Scan the data that follows and count the lines with the string "pass"; answer with the count alone.

Dataset entries START

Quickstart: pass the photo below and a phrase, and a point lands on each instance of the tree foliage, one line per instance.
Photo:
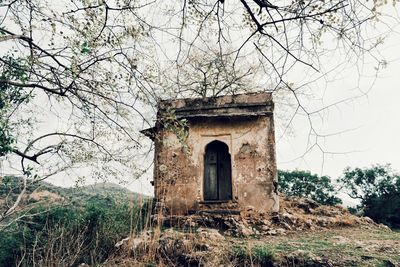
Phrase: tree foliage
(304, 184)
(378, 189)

Dataset entries END
Dataset entries START

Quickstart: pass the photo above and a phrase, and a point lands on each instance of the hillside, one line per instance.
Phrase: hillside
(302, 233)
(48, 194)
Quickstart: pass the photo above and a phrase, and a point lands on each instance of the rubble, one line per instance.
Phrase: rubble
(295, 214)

Dataset entries END

→ **Task answer**
3